● ABOUT THIS EXERCISE
What you return must be every line from the beginning of the data through the line holding "Target: woman's face", unchanged.
====== DATA SUPPLIED
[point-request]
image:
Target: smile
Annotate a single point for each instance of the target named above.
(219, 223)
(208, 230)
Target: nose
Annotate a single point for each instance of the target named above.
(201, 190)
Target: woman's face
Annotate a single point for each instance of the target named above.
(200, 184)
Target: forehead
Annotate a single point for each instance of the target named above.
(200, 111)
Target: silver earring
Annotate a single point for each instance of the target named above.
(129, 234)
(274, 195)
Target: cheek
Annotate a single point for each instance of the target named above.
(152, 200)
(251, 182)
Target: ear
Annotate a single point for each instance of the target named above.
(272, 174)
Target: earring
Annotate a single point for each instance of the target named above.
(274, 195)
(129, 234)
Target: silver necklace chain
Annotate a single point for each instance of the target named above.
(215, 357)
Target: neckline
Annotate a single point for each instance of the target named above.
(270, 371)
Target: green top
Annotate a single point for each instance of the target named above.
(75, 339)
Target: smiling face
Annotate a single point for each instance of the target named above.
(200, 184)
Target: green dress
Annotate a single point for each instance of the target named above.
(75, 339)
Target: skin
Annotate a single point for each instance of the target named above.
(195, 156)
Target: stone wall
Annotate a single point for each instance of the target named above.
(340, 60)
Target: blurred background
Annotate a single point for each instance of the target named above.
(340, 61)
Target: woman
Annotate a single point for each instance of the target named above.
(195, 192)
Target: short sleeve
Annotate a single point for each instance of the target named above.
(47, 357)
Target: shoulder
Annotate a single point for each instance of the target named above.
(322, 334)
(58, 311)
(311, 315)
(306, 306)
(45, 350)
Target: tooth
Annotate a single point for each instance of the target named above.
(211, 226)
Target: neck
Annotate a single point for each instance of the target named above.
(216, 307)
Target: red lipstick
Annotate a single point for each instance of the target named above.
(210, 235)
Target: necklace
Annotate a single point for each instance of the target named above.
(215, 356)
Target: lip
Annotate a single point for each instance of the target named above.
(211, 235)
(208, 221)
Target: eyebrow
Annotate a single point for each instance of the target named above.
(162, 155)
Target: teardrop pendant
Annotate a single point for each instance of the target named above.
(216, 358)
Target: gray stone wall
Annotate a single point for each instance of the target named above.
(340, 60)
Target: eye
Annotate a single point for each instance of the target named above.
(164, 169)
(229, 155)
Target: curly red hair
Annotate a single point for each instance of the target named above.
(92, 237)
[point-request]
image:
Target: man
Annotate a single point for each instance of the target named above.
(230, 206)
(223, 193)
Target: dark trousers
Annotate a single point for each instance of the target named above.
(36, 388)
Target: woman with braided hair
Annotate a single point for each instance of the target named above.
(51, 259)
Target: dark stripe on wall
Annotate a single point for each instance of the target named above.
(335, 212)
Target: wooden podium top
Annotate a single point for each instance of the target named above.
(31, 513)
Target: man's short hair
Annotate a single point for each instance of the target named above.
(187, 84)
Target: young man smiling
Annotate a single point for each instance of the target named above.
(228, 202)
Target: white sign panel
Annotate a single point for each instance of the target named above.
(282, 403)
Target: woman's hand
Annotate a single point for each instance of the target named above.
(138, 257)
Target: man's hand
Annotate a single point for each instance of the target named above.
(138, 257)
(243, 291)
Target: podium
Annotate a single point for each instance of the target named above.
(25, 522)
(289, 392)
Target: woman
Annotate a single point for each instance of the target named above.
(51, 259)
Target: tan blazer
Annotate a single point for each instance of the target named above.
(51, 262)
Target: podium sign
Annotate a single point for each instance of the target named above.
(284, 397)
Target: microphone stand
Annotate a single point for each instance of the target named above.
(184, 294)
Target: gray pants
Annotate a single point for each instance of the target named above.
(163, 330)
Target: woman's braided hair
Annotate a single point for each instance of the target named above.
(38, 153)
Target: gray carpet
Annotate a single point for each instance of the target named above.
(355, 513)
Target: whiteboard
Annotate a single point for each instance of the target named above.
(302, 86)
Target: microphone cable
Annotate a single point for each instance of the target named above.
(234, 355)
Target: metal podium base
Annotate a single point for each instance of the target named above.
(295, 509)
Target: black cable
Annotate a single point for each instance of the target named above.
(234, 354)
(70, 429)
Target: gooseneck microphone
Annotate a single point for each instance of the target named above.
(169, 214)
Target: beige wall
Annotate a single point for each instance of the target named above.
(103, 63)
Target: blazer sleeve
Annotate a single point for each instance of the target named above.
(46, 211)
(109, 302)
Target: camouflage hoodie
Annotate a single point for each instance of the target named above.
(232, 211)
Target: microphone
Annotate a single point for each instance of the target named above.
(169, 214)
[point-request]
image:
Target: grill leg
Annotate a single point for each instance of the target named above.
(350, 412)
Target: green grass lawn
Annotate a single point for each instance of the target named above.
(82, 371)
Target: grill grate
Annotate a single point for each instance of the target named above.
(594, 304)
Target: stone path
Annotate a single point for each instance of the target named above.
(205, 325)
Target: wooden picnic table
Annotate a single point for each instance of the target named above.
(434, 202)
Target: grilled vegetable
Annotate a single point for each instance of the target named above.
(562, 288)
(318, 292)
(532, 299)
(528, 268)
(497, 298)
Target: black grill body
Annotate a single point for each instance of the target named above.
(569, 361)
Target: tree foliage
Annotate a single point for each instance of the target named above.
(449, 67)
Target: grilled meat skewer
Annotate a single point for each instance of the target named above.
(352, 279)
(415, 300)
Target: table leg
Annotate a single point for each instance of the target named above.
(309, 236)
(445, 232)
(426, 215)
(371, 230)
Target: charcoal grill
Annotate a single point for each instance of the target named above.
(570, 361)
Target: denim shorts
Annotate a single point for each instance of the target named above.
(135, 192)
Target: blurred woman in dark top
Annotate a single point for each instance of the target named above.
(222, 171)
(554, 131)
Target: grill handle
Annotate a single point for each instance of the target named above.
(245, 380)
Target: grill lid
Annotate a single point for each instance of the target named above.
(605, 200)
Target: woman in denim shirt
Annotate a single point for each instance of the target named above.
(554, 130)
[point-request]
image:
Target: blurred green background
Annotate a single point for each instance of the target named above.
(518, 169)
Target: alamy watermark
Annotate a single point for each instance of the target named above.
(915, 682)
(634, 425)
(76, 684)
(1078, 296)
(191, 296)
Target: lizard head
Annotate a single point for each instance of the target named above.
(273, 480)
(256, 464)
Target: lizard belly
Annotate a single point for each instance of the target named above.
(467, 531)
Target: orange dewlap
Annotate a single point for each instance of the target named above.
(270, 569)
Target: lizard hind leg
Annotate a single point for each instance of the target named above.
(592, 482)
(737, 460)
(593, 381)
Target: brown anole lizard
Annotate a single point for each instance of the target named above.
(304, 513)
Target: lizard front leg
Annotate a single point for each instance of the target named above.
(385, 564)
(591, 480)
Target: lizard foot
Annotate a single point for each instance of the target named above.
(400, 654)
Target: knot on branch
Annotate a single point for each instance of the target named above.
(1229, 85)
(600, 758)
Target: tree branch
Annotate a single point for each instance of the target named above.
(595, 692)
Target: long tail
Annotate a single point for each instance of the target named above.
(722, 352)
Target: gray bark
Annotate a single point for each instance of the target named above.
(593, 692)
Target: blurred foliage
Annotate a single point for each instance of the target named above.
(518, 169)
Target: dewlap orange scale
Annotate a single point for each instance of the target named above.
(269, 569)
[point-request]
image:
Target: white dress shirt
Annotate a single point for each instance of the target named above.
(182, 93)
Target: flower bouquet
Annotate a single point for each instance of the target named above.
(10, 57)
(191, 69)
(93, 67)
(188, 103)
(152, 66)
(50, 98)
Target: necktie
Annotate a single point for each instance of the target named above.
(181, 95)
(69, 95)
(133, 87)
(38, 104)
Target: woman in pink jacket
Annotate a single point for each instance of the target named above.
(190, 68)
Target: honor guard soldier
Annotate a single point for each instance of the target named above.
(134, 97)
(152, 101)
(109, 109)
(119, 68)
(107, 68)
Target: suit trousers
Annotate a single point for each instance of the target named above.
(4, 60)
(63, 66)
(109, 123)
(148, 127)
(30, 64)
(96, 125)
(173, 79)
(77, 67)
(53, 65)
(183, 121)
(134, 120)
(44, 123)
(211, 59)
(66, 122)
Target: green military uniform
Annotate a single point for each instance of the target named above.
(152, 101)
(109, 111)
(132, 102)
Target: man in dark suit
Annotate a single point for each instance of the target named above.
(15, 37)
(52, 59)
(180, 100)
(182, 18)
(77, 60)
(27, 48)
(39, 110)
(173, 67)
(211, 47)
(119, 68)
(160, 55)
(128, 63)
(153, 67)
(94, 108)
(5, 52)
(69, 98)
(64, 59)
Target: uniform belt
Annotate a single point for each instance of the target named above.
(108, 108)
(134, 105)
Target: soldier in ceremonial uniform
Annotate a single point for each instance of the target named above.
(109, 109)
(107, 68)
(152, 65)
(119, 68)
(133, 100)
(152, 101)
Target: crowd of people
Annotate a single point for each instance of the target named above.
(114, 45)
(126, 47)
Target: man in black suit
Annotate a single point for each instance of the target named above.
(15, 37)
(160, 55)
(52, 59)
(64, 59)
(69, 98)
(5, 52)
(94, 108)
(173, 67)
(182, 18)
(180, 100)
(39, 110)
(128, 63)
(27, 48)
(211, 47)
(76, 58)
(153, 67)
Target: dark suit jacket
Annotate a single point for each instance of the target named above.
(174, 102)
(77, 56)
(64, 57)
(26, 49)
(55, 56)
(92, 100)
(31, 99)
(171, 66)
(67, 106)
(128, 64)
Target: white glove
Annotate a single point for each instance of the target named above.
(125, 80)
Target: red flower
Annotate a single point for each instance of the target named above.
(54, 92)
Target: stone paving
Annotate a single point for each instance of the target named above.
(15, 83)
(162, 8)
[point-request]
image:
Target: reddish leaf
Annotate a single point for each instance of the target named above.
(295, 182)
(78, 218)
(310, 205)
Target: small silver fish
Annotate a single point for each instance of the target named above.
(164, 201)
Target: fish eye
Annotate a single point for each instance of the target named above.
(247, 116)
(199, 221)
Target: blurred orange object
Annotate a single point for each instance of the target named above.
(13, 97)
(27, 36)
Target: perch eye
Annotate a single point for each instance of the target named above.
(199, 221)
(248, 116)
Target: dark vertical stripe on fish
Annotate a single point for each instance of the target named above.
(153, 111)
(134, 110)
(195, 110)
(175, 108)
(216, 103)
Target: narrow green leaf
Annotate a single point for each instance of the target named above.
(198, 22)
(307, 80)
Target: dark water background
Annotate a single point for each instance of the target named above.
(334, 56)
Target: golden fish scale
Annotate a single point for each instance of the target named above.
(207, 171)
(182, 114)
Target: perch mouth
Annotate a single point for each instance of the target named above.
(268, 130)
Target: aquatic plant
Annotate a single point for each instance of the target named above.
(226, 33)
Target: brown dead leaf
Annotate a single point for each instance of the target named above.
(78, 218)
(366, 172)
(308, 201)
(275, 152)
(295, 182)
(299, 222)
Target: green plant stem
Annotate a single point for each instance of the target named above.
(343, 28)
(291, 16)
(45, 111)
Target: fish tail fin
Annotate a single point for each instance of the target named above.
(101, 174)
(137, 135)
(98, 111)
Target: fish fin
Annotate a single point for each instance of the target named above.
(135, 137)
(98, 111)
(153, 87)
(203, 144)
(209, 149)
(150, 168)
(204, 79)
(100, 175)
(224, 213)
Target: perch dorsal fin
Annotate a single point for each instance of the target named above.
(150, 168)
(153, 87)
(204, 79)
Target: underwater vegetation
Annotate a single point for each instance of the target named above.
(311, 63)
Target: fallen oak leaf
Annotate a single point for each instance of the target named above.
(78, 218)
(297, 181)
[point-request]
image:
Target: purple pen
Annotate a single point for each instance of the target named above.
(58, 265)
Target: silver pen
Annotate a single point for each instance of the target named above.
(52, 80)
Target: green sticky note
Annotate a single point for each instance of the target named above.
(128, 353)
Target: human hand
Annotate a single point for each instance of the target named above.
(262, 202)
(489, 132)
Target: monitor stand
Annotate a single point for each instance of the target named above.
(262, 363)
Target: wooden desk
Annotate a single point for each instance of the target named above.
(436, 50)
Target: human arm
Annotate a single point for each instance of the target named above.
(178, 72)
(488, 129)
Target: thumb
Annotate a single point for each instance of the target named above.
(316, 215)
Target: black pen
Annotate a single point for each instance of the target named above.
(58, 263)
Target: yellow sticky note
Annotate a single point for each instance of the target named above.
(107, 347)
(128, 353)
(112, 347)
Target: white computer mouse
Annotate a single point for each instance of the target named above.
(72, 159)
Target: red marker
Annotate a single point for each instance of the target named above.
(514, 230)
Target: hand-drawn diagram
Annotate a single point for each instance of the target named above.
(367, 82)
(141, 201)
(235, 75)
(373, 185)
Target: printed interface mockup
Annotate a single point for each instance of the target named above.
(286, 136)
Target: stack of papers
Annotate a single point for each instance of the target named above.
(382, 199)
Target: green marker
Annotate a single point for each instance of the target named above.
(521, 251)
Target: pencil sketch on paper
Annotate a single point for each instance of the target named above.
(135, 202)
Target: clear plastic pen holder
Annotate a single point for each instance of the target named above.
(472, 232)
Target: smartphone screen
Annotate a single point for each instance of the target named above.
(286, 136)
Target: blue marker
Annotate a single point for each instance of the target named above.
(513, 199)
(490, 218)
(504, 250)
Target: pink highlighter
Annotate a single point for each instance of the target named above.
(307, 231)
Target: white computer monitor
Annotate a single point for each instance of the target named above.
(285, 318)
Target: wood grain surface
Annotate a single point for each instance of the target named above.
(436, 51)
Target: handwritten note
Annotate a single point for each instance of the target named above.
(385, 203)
============
● ANSWER TO THIS EXERCISE
[point-request]
image:
Target: smile
Annotate a single point for each instance of the target named above.
(219, 223)
(208, 230)
Target: nose
Annotate a single point for each instance of the target named above.
(201, 190)
Target: woman's face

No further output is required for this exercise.